**Task description**
Each of the entries below needs to be given again exactly.

**Referring expression data**
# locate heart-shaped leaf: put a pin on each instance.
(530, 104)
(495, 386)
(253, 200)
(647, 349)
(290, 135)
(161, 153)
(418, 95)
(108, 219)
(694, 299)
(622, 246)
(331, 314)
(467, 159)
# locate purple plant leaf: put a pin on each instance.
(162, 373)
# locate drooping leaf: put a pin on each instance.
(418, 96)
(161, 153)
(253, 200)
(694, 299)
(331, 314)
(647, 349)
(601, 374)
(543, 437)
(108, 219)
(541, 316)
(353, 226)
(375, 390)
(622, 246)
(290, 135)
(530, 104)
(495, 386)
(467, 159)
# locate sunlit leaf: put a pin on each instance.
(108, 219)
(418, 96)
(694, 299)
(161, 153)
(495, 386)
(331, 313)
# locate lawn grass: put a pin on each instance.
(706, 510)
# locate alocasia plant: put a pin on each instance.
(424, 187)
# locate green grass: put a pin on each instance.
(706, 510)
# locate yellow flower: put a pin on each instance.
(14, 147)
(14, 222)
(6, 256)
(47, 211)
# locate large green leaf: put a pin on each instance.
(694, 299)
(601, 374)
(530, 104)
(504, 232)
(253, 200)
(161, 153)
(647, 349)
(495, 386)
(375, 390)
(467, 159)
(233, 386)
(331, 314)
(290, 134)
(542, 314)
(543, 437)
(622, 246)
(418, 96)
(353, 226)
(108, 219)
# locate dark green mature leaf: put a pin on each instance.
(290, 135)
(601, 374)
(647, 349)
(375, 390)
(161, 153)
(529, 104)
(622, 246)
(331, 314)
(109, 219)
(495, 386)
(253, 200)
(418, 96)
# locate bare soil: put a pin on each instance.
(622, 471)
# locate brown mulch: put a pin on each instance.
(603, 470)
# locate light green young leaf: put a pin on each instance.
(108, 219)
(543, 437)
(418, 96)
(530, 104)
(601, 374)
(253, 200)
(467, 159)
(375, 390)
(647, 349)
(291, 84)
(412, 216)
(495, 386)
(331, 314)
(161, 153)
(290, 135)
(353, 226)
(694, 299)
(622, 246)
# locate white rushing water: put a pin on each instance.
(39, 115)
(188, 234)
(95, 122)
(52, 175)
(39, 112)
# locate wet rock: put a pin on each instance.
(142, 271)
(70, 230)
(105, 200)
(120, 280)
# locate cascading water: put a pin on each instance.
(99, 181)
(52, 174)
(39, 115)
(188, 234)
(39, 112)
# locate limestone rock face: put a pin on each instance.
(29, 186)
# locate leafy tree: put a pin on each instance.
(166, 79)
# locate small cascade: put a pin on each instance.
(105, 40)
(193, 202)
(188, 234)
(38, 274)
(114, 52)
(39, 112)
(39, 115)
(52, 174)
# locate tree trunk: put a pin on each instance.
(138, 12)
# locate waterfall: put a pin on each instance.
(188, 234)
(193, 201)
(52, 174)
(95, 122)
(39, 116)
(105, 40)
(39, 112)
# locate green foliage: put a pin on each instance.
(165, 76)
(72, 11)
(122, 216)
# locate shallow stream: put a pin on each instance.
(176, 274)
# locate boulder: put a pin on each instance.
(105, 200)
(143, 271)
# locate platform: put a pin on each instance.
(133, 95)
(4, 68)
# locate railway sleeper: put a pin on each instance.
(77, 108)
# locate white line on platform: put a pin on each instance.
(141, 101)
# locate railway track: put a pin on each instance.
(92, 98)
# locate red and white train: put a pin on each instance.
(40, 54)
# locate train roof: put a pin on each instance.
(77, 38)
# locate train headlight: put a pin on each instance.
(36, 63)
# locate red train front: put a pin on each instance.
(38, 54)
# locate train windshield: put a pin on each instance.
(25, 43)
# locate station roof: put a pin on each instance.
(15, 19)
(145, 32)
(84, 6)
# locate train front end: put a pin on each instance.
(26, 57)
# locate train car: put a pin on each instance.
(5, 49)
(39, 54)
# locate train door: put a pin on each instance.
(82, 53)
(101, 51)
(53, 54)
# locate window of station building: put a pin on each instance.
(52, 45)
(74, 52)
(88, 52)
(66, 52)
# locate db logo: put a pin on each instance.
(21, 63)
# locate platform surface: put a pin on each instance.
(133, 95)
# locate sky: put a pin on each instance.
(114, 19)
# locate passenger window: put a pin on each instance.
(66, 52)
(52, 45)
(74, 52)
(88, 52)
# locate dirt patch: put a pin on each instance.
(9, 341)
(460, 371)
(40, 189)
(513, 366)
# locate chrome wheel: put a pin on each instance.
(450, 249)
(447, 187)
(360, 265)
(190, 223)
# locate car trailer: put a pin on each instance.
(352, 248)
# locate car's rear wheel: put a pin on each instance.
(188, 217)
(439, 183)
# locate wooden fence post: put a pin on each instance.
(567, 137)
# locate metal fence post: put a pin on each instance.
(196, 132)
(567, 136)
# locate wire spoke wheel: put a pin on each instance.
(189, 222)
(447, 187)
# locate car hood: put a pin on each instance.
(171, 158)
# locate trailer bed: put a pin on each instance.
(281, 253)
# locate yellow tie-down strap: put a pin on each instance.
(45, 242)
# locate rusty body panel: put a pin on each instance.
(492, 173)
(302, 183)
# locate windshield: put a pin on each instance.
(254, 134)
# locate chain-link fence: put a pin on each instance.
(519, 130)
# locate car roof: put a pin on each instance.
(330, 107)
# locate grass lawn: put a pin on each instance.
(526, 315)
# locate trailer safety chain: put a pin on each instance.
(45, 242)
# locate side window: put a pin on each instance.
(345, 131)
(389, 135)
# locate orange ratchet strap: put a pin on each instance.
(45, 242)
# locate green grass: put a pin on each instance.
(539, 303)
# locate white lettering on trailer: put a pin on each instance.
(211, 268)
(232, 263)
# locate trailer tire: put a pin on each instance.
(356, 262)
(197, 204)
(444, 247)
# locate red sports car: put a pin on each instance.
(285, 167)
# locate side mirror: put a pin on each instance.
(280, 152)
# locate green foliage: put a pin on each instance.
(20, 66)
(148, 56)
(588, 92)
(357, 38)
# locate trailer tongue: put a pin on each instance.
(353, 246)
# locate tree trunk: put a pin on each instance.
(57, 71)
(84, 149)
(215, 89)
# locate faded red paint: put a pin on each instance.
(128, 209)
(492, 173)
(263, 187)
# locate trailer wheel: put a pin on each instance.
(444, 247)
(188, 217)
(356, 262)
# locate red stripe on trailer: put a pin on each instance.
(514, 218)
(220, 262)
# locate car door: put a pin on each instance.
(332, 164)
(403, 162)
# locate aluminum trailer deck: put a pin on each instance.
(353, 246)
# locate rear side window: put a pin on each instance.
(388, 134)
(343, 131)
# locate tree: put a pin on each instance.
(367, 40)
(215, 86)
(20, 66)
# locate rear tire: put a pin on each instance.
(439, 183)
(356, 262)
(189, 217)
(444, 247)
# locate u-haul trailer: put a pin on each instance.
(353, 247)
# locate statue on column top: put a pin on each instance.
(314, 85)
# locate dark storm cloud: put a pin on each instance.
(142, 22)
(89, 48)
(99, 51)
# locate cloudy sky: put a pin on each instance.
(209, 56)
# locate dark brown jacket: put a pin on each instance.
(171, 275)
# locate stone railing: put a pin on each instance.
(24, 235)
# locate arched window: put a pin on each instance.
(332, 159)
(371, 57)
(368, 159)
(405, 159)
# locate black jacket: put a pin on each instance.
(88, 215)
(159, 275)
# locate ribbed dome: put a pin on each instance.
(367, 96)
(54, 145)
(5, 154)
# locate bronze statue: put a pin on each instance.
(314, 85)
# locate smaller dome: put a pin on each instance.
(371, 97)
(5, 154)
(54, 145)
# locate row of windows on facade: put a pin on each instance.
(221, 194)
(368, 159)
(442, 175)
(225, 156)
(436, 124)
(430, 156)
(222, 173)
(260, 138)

**Problem solution**
# locate heart-shaped leaf: put a pin on each instance.
(530, 104)
(495, 386)
(253, 200)
(647, 349)
(290, 135)
(161, 153)
(418, 95)
(108, 219)
(694, 299)
(622, 246)
(331, 314)
(467, 159)
# locate purple plant leaf: put a pin on each instance.
(162, 373)
# locate drooping leaf: put a pin on each instance.
(418, 96)
(161, 153)
(253, 200)
(694, 299)
(331, 314)
(647, 349)
(601, 374)
(543, 437)
(108, 219)
(541, 316)
(353, 226)
(375, 390)
(622, 246)
(290, 135)
(530, 104)
(495, 386)
(467, 159)
# locate sunlit leaf: put a pin on each instance.
(108, 219)
(418, 96)
(694, 299)
(161, 153)
(495, 386)
(331, 313)
# locate lawn grass: put a pin on each instance.
(706, 510)
# locate alocasia plant: put a pin on each instance.
(424, 187)
# locate green grass: put a pin on each instance.
(706, 510)
# locate yellow flower: put a pin on each instance.
(14, 147)
(14, 222)
(6, 256)
(47, 211)
# locate large green leaf: put a pin on each instance.
(694, 299)
(601, 374)
(530, 104)
(504, 232)
(253, 200)
(161, 153)
(647, 349)
(495, 386)
(375, 390)
(467, 159)
(233, 386)
(331, 314)
(290, 134)
(542, 314)
(543, 437)
(622, 246)
(418, 96)
(353, 226)
(108, 219)
# locate dark green mature leaf: put a pin on each instance.
(290, 135)
(601, 374)
(647, 349)
(375, 390)
(161, 153)
(529, 104)
(622, 246)
(331, 314)
(109, 219)
(495, 386)
(253, 200)
(418, 96)
# locate bare soil: put a pin on each instance.
(622, 471)
# locate brown mulch: put a pin on each instance.
(603, 470)
# locate light green young leaf: put a pin on each instance.
(108, 219)
(543, 437)
(418, 96)
(530, 104)
(601, 374)
(253, 200)
(467, 159)
(375, 390)
(647, 349)
(291, 84)
(412, 216)
(495, 386)
(331, 314)
(161, 153)
(290, 135)
(353, 226)
(694, 299)
(622, 246)
# locate white rushing water: put a pin on each instance.
(39, 115)
(188, 234)
(95, 122)
(52, 175)
(39, 112)
# locate wet rock: put a pin on each instance.
(142, 271)
(70, 230)
(105, 200)
(120, 280)
# locate cascading water: put a pin on each instance.
(99, 181)
(52, 174)
(39, 115)
(188, 234)
(39, 112)
# locate limestone rock face: put a pin on each instance.
(29, 186)
# locate leafy tree: put a pin on each instance.
(166, 79)
# locate small cascade: put a pin on each instance.
(105, 40)
(193, 202)
(188, 234)
(38, 274)
(114, 52)
(39, 112)
(39, 115)
(52, 174)
# locate tree trunk: put a pin on each instance.
(138, 12)
# locate waterfall: put a pin on each instance.
(188, 234)
(193, 201)
(52, 174)
(95, 122)
(39, 116)
(105, 40)
(39, 112)
# locate green foliage: put a pin on each instance.
(165, 76)
(72, 11)
(122, 216)
# locate shallow stream: put a pin on each instance.
(176, 274)
# locate boulder: put a pin on each instance.
(105, 200)
(143, 271)
# locate platform: put a pin on each instance.
(133, 95)
(4, 68)
# locate railway sleeper: put a pin on each instance.
(77, 108)
# locate white line on platform: put a pin on each instance.
(141, 101)
# locate railway track: put a pin on each instance.
(92, 98)
# locate red and white train: put a pin on each instance.
(40, 54)
# locate train roof: put a pin on each instance.
(77, 38)
# locate train headlight: put a pin on each instance.
(36, 63)
# locate red train front: put a pin on each instance.
(38, 54)
# locate train windshield: put a pin on each instance.
(25, 43)
# locate station roof: put a pin on each instance.
(15, 19)
(145, 32)
(84, 6)
# locate train front end: put a pin on each instance.
(26, 57)
# locate train car: put a pin on each instance.
(5, 49)
(39, 54)
# locate train door: put a pin on each instance.
(82, 53)
(101, 51)
(53, 54)
# locate window of station building: put a pin on each instance.
(52, 45)
(74, 52)
(88, 52)
(66, 52)
# locate db logo: put a pin on each instance.
(21, 63)
# locate platform surface: put a pin on each instance.
(133, 95)
# locate sky: put a pin on each instance.
(114, 19)
# locate passenger window: put a pin on each instance.
(66, 52)
(52, 45)
(74, 52)
(88, 52)
# locate dirt patch: put a pin on each instance.
(9, 341)
(460, 371)
(40, 189)
(513, 366)
# locate chrome wheel: put a pin on each instance.
(450, 249)
(447, 187)
(360, 265)
(190, 223)
# locate car trailer: put a pin on each instance.
(352, 248)
# locate car's rear wheel: put a pin on each instance.
(188, 217)
(439, 183)
# locate wooden fence post: put a pin on each instance.
(567, 137)
# locate metal fence post: put a pin on each instance.
(196, 132)
(567, 136)
# locate wire spoke wheel: put a pin on each instance.
(189, 222)
(447, 187)
# locate car hood: put a pin on each instance.
(171, 158)
# locate trailer bed: put a pin on each instance.
(281, 253)
# locate yellow tie-down strap: put a pin on each instance.
(45, 242)
# locate rusty body panel: put a pin on each instance.
(492, 173)
(302, 183)
# locate windshield: put a pin on each instance.
(254, 134)
# locate chain-link fence: put a pin on each instance.
(519, 130)
# locate car roof: put a pin on each instance.
(330, 107)
# locate grass lawn: put a pin on each instance.
(526, 315)
# locate trailer safety chain: put a pin on each instance.
(45, 242)
# locate side window: put a pin on each instance.
(345, 131)
(389, 135)
# locate orange ratchet strap: put a pin on each instance.
(45, 242)
# locate green grass: put a pin on each instance.
(539, 303)
# locate white lettering on trailer: put a pin on each instance.
(211, 268)
(232, 263)
# locate trailer tire: put a pin on each instance.
(356, 262)
(197, 204)
(444, 247)
# locate red sports car: put a pin on each instance.
(285, 167)
# locate side mirror: put a pin on each instance.
(280, 152)
# locate green foliage: put a pin on each instance.
(20, 66)
(148, 56)
(588, 92)
(357, 38)
# locate trailer tongue: put a pin on each instance.
(353, 246)
# locate tree trunk: put a pin on each instance.
(57, 71)
(84, 149)
(215, 89)
# locate faded red paint: put a pin on each instance.
(128, 209)
(492, 173)
(263, 187)
# locate trailer wheel: put a pin on each instance.
(444, 247)
(188, 217)
(356, 262)
# locate red stripe on trailer: put a pin on each instance.
(514, 218)
(220, 262)
# locate car door: put a pin on each instance.
(332, 164)
(403, 162)
# locate aluminum trailer deck: put a pin on each instance.
(353, 246)
# locate rear side window: put a pin on each instance.
(388, 134)
(343, 131)
# locate tree: put a pin on each instance.
(367, 40)
(215, 86)
(20, 66)
# locate rear tire: put a pin on each instance.
(439, 183)
(356, 262)
(189, 217)
(444, 247)
# locate u-haul trailer: put a pin on each instance.
(353, 247)
# locate statue on column top: put a pin on each instance.
(314, 85)
# locate dark storm cloud: put a pin on each instance.
(142, 22)
(89, 48)
(99, 51)
# locate cloudy sky: put a pin on each instance.
(209, 56)
# locate dark brown jacket: put a pin on each instance.
(171, 275)
# locate stone railing: put a pin on each instance.
(24, 235)
# locate arched window: put a pin on each instance.
(332, 159)
(371, 57)
(368, 159)
(405, 159)
# locate black jacket: put a pin on each instance.
(88, 215)
(159, 275)
# locate ribbed dome: put a pin on each instance.
(367, 96)
(54, 145)
(5, 154)
# locate bronze statue: put a pin on each instance.
(314, 85)
# locate smaller dome: put a pin on each instance.
(371, 97)
(5, 154)
(54, 145)
# locate row of windows on facade: put a pin on each instance.
(221, 194)
(368, 159)
(442, 175)
(225, 156)
(436, 124)
(430, 156)
(222, 173)
(260, 138)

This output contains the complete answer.